• Extracted records

....................

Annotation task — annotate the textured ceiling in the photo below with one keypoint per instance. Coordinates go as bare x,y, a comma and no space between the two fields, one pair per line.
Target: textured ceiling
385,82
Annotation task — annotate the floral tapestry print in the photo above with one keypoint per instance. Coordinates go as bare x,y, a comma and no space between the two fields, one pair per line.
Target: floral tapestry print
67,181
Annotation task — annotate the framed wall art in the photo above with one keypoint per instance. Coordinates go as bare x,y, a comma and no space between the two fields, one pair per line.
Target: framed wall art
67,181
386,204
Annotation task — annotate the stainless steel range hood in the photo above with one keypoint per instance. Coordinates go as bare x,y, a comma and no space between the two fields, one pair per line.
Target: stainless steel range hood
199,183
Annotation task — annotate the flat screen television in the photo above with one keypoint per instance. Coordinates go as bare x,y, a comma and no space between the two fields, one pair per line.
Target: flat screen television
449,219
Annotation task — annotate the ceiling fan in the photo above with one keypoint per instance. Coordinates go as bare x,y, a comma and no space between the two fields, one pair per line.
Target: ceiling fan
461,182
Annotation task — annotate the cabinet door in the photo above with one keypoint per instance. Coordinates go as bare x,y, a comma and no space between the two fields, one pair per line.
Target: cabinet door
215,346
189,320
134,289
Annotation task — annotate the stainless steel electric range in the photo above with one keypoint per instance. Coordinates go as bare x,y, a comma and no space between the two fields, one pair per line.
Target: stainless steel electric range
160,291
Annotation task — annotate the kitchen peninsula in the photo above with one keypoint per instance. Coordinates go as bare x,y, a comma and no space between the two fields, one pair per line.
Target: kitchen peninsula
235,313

....................

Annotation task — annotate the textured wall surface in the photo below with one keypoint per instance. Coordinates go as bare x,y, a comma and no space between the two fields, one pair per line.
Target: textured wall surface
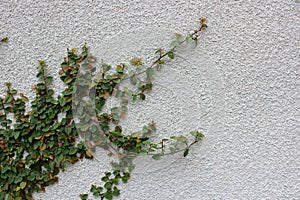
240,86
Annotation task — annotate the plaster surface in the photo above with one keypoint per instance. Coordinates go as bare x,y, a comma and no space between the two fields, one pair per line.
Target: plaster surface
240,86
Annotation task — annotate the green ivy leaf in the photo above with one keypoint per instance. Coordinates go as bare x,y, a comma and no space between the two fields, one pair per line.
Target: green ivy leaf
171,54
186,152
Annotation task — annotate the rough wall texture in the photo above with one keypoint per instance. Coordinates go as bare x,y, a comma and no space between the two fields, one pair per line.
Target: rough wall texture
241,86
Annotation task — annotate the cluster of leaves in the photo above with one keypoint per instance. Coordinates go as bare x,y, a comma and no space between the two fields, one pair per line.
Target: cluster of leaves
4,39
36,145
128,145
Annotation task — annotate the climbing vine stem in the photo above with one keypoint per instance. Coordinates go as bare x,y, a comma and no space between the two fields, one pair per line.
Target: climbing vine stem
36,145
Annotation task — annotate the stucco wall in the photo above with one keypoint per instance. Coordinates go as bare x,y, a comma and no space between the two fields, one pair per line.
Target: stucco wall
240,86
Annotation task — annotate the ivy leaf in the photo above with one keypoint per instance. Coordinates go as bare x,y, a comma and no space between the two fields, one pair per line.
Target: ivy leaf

....................

• What is being asked
Extract every line of the rows above that contains the string "floral", matching case exactly.

• The response
Annotation task — annotate the floral tapestry print in the photo above with one keypoint per instance. Coordinates go as bare x,y, a comma and no space between the two fields, one pair per line.
Target: floral tapestry print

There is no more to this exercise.